■ Exercise instructions
Copy out the whole profile of waterman Greg Pavao below, word for word.

[Passage shown Boundary: Start]

One of Waterman Greg Pavao’s first surfing memories is of the shore break at Lahi Lahi in Makaha, at the age of eight. Growing up in the ocean on the west side of Oahu, he recalls his initiation into surfing. “I remember my dad bought one of those foam boards from Cornets Store across the street.” Pavao has been in the water ever since! The last name of “Pavao” is reminiscent of another legend, this one in music field. Greg’s first cousin (their dads are brothers), was the late Dennis Pavao. With musical talent running in his ohana, we wondered if Greg could also sing and play music? He jokes “I can belt out a song or two, after a few beers!”
This “keiki o kā āina,” when not in the water, remarked, “I love spending time with my wife Verlene. It’s important to me. When I’m not surfing, shaping, or glassing, then you can find me relaxing at home with my wife. I’m so thankful for her being so patient with me, especially when I spend so much time in the ocean and perfecting my craft.”
“I also have a grown son and daughter, and more recently, a grandson! I love to spend time with them whenever they are around.” This is when he isn’t in the water working as a Subject Matter Expert for C4 Waterman in Kaka’ako.

[Passage shown Boundary: End]
[Supplied material Boundary: Start]

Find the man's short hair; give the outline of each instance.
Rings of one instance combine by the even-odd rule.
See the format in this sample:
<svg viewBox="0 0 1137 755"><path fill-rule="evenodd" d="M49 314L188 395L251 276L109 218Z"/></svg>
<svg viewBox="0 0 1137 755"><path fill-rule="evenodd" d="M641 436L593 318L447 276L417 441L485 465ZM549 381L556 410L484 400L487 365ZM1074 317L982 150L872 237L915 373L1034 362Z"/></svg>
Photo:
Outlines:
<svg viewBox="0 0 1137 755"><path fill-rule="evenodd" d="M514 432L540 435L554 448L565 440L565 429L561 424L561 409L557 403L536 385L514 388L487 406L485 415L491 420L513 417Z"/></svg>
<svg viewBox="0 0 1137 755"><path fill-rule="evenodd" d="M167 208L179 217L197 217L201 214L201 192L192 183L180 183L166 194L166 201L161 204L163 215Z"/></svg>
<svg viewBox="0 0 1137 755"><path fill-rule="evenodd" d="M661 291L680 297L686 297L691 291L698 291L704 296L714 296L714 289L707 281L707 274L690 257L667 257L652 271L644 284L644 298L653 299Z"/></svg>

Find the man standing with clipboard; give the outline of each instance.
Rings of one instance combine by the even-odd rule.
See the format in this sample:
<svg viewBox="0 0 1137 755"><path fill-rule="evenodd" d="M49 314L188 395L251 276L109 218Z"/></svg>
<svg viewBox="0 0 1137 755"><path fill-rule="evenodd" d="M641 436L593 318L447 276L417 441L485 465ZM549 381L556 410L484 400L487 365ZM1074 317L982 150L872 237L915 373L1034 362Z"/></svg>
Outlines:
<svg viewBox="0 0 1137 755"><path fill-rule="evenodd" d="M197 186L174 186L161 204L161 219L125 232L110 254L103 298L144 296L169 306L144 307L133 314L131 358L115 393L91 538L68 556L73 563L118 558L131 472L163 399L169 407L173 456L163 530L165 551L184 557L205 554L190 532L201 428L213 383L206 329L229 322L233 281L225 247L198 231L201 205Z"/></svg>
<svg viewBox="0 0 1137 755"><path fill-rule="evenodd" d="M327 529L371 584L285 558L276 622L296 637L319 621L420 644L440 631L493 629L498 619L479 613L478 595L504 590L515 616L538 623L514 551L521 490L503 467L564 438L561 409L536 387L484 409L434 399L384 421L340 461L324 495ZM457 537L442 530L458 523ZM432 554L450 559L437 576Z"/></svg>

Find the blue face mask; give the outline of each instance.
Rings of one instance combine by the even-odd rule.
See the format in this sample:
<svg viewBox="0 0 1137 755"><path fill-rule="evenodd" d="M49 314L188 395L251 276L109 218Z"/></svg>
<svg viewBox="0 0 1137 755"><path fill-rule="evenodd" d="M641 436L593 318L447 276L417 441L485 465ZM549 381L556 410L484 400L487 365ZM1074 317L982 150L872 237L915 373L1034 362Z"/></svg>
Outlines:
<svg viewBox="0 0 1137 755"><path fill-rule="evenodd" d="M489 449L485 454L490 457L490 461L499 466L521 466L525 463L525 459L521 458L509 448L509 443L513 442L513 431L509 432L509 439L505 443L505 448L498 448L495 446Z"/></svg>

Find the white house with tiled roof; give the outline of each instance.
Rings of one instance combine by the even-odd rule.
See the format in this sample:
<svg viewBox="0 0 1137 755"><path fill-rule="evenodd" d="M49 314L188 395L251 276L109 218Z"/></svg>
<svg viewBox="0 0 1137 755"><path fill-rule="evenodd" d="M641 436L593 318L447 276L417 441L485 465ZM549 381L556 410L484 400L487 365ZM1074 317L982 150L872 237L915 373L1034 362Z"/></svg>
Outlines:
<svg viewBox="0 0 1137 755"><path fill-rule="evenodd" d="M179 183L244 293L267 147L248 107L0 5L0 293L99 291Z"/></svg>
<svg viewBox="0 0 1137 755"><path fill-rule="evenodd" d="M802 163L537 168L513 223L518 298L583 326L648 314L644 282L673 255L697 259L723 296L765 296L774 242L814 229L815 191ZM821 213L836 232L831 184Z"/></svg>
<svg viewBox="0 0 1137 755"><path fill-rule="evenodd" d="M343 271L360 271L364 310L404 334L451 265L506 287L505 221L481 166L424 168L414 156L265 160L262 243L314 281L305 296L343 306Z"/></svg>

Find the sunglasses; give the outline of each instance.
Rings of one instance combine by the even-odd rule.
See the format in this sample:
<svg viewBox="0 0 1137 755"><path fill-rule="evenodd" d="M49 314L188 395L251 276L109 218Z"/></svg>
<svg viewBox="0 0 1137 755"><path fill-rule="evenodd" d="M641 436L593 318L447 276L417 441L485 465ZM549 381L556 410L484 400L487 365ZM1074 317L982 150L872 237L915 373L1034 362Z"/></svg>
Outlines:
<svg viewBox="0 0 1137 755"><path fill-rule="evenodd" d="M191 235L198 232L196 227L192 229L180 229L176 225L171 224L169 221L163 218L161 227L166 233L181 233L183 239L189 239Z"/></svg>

[Supplied material Boundary: End]

■ Answer to the problem
One of Waterman Greg Pavao’s first surfing memories is of the shore break at Lahi Lahi in Makaha, at the age of eight. Growing up in the ocean on the west side of Oahu, he recalls his initiation into surfing. “I remember my dad bought one of those foam boards from Cornets Store across the street.” Pavao has been in the water ever since! The last name of “Pavao” is reminiscent of another legend, this one in music field. Greg’s first cousin (their dads are brothers), was the late Dennis Pavao. With musical talent running in his ohana, we wondered if Greg could also sing and play music? He jokes “I can belt out a song or two, after a few beers!”
This “keiki o kā āina,” when not in the water, remarked, “I love spending time with my wife Verlene. It’s important to me. When I’m not surfing, shaping, or glassing, then you can find me relaxing at home with my wife. I’m so thankful for her being so patient with me, especially when I spend so much time in the ocean and perfecting my craft.”
“I also have a grown son and daughter, and more recently, a grandson! I love to spend time with them whenever they are around.” This is when he isn’t in the water working as a Subject Matter Expert for C4 Waterman in Kaka’ako.